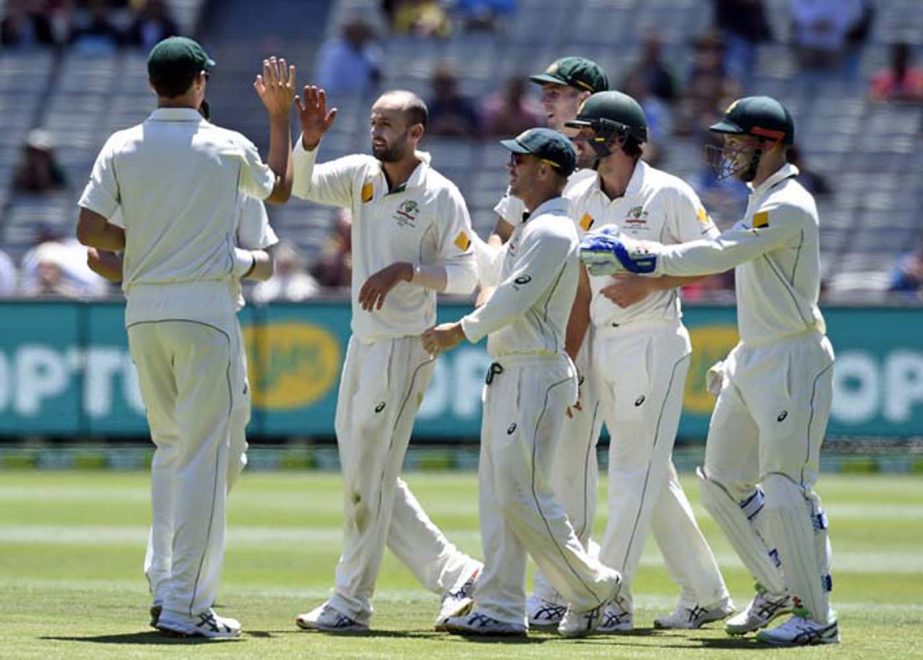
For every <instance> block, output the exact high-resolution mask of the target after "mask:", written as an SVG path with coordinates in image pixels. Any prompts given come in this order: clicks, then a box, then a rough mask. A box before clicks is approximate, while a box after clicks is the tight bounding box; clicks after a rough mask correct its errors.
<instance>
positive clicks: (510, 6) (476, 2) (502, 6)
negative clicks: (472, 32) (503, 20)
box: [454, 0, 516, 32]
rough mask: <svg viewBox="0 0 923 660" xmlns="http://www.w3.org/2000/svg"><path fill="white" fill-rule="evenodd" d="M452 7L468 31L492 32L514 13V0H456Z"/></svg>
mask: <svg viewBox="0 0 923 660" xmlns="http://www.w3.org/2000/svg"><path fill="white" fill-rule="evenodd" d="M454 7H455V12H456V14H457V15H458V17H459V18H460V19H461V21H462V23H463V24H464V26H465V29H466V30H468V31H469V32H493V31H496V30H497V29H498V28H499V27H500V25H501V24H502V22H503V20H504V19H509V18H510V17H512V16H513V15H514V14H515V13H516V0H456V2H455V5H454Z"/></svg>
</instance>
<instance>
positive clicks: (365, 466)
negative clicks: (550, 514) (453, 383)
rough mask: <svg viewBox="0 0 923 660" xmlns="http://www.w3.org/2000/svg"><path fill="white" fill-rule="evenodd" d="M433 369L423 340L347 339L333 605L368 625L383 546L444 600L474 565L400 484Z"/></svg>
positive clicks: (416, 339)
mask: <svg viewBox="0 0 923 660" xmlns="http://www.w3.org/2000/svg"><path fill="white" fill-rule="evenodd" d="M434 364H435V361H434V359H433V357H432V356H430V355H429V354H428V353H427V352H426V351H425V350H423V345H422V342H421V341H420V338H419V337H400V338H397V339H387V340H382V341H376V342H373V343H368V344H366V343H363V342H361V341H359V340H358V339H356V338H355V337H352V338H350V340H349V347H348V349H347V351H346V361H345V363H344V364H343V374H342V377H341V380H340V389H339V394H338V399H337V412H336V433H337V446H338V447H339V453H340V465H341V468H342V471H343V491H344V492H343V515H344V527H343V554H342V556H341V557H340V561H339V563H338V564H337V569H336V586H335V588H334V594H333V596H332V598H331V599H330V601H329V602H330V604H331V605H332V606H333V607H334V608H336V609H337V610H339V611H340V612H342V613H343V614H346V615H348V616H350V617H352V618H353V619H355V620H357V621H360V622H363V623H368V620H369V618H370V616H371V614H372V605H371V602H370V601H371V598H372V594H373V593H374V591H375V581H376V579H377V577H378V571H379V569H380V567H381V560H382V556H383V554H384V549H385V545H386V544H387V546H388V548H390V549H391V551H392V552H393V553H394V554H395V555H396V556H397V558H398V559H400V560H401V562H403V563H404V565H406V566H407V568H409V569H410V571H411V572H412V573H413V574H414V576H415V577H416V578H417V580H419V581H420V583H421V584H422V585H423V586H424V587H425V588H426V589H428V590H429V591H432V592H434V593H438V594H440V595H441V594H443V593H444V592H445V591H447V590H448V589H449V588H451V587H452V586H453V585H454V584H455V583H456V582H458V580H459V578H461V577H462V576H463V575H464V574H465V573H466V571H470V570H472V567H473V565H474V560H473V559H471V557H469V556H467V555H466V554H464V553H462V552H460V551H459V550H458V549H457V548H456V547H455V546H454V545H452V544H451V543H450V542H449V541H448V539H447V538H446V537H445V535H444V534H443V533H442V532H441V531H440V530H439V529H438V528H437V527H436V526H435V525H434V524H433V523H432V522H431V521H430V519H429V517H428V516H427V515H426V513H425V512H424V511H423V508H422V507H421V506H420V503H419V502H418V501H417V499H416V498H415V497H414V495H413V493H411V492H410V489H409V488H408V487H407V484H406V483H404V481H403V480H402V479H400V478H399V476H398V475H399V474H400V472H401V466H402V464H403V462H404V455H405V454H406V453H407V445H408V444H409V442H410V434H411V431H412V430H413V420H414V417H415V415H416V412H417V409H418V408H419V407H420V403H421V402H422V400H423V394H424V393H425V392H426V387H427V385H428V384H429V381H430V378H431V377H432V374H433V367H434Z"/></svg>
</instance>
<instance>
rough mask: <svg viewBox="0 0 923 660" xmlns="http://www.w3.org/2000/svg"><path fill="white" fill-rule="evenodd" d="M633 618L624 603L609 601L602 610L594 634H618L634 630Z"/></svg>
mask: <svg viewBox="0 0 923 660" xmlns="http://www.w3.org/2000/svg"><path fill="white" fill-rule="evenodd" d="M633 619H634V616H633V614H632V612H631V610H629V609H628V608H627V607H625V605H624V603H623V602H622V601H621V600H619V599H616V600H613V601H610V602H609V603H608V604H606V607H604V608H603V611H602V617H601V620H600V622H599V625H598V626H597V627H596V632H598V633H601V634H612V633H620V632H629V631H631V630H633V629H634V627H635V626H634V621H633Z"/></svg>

* * *

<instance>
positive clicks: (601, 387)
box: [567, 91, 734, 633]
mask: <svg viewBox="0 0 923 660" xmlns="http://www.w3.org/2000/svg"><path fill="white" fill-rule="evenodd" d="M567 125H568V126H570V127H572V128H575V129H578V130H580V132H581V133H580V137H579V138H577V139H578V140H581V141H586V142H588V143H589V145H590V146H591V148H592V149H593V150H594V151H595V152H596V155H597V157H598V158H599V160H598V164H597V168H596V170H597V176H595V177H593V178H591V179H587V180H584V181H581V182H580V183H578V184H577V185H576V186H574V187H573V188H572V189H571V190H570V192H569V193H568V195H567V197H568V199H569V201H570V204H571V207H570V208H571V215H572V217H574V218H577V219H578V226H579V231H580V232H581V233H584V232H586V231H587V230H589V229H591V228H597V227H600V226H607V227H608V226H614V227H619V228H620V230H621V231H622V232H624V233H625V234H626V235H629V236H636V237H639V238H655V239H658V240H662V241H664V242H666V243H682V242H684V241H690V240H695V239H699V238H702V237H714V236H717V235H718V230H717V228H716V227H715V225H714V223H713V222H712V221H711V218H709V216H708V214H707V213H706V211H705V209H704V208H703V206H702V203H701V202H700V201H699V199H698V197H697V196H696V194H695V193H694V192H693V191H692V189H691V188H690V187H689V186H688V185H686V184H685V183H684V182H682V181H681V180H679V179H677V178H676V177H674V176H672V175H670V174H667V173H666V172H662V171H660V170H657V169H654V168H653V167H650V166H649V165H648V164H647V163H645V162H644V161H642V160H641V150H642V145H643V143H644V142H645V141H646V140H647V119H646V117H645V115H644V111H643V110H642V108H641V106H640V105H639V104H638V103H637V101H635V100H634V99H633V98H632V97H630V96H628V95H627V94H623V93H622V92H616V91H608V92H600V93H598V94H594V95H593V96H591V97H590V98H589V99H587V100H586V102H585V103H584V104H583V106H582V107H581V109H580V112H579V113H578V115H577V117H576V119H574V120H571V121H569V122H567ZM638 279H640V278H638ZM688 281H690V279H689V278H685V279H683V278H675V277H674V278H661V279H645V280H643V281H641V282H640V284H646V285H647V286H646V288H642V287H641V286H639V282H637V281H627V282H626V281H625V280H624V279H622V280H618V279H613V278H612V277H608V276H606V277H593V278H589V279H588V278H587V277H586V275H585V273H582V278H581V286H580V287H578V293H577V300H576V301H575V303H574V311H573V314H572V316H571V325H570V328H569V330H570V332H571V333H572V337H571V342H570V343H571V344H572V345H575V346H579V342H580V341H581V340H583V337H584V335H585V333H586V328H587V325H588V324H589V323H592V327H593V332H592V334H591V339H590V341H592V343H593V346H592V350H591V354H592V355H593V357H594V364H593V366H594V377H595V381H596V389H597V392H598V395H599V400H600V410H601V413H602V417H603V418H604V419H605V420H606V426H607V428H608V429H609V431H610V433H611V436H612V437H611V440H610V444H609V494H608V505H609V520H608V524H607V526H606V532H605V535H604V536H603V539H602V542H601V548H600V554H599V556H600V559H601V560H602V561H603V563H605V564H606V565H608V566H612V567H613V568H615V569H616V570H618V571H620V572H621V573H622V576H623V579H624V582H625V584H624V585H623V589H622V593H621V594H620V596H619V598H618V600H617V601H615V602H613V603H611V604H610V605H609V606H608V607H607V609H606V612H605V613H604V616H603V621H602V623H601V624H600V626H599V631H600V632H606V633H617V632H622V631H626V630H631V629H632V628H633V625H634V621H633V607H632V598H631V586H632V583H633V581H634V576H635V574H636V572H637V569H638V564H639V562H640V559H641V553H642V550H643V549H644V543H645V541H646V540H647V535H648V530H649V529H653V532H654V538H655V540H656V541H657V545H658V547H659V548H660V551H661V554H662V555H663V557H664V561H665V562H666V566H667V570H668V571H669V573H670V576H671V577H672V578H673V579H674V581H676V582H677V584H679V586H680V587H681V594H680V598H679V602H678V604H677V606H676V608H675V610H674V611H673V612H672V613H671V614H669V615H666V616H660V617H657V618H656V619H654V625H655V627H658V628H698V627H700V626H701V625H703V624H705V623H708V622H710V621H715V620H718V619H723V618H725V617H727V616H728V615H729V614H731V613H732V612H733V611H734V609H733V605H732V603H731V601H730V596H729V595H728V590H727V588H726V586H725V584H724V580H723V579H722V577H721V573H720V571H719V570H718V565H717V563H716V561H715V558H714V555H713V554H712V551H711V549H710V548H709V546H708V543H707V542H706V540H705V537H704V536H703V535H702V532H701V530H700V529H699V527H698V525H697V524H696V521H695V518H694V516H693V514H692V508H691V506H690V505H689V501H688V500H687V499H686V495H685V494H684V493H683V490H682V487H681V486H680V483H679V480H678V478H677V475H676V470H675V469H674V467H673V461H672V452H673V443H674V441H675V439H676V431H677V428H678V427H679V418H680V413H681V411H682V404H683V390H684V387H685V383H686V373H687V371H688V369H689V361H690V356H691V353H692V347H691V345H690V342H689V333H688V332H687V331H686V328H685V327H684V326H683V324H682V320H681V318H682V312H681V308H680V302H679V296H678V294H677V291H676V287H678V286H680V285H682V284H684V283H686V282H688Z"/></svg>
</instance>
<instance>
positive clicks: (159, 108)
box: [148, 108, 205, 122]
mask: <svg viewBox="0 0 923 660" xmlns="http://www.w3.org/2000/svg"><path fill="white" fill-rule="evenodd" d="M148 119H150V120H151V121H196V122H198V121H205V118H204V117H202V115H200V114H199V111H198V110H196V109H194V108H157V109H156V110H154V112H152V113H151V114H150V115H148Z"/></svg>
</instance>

Exercise directions
Go through the records above and return each line in which the word "negative" occurs.

Solution for this task
negative clicks: (472, 32) (503, 20)
negative clicks: (550, 514) (453, 383)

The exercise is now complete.